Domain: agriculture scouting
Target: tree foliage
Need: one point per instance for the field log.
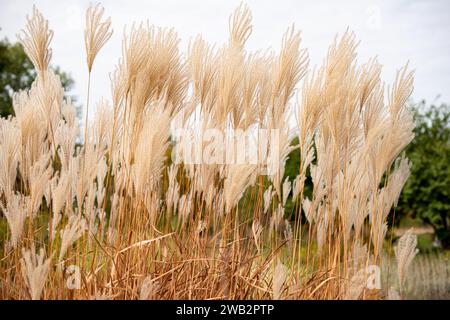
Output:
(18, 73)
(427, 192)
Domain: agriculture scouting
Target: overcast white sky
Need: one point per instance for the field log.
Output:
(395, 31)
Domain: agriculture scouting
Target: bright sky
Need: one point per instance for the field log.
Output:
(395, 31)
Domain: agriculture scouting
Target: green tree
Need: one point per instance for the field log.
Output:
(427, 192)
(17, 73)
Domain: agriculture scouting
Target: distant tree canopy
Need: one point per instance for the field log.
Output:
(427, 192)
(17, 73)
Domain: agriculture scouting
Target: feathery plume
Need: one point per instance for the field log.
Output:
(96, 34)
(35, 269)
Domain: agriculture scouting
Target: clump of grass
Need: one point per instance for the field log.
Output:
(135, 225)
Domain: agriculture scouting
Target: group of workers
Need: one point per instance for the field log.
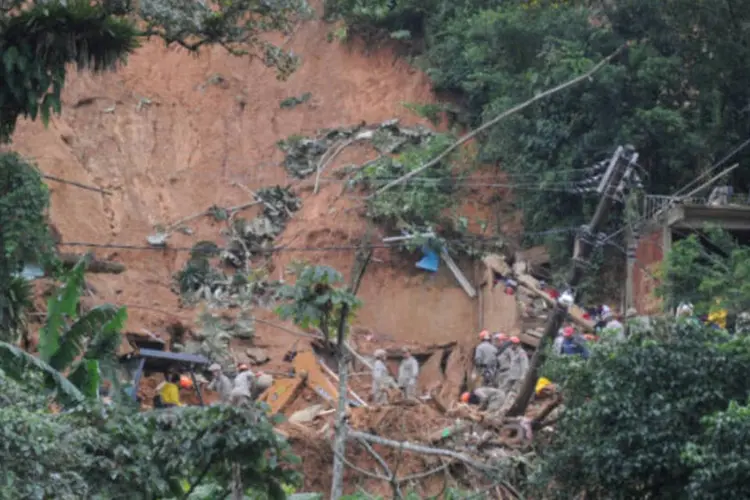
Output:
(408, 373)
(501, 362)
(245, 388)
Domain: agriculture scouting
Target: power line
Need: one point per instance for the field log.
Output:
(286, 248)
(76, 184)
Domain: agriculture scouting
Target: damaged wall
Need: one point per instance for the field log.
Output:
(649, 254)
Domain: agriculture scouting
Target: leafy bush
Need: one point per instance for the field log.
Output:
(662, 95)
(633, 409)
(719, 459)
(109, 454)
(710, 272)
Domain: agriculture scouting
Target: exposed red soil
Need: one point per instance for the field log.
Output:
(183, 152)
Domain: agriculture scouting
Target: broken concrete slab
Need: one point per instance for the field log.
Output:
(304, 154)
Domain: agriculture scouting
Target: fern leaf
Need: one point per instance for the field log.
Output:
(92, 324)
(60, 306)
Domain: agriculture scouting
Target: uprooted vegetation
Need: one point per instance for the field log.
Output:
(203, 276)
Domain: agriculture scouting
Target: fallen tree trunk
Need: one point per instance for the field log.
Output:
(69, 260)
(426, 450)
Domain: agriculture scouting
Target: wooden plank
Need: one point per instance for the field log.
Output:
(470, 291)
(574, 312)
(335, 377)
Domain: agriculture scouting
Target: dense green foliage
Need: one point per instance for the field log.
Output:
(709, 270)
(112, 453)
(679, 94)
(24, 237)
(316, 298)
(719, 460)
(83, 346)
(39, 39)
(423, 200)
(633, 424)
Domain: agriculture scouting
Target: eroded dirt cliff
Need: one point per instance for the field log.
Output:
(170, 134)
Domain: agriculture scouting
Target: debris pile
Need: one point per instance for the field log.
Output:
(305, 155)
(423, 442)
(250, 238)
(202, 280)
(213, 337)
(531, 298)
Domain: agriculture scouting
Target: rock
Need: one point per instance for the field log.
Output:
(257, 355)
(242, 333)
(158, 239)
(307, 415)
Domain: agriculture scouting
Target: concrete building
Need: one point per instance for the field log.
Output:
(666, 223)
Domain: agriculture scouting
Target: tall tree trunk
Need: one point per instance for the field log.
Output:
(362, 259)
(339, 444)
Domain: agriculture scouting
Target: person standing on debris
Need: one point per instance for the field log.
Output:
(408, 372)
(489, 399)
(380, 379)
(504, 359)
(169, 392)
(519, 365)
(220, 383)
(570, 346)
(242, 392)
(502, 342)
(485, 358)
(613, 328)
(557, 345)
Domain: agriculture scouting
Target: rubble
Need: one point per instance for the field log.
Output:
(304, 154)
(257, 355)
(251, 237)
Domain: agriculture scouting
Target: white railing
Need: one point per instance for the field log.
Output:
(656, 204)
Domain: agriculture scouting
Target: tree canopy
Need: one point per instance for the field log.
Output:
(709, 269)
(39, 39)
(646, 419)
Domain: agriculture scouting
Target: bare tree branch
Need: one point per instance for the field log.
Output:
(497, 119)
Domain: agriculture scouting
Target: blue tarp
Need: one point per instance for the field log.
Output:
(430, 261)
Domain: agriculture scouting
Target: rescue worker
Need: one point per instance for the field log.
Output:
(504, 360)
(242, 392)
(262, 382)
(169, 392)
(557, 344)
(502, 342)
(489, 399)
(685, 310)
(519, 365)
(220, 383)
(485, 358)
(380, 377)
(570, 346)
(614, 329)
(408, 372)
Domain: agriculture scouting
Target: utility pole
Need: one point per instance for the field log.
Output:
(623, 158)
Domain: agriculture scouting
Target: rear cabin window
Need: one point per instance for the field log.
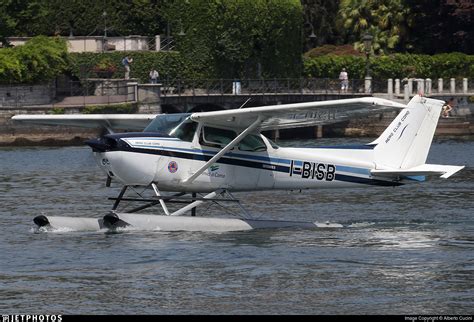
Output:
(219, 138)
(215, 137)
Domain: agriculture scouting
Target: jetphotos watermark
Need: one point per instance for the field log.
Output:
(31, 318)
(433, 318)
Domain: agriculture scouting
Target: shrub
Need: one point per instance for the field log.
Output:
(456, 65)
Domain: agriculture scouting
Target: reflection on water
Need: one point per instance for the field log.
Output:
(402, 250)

────────────────────

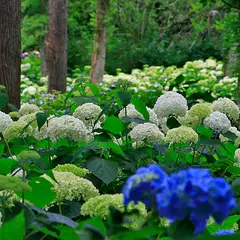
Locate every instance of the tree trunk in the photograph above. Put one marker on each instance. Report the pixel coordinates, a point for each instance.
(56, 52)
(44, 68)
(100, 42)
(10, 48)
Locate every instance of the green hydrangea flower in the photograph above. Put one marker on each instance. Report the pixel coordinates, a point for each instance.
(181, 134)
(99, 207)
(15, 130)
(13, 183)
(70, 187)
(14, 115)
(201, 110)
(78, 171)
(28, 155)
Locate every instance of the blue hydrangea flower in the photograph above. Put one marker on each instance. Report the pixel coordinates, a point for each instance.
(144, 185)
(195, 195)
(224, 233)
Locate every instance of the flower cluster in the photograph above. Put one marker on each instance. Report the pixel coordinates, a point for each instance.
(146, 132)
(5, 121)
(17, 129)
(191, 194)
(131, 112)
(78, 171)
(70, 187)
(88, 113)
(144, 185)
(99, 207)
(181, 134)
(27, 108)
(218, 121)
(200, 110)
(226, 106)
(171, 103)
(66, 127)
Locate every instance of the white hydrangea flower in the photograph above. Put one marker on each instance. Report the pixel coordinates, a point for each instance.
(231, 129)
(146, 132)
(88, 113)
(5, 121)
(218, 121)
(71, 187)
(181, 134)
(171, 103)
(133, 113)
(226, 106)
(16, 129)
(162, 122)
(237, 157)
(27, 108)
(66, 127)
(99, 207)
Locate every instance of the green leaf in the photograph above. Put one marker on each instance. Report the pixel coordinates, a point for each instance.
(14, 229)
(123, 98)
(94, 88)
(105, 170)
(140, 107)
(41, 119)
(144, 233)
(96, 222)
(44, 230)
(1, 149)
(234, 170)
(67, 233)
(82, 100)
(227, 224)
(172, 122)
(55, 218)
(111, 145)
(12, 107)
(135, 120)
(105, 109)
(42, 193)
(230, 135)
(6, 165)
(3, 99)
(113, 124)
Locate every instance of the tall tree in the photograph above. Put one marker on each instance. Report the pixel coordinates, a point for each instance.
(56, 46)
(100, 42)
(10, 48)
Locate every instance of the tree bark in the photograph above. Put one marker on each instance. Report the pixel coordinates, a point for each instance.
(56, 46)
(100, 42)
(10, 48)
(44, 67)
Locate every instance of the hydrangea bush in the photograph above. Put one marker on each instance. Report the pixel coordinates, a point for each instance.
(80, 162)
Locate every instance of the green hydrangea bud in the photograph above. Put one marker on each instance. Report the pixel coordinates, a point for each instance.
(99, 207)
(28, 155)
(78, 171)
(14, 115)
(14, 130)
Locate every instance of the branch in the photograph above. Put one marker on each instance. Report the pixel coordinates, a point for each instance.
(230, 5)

────────────────────

### PROMPT
Show every line in the items above that contains the string "foliage", copied in full. Case counts.

### RESPONSE TO THE EXERCISE
Target: tree foliage
Target: dense green foliage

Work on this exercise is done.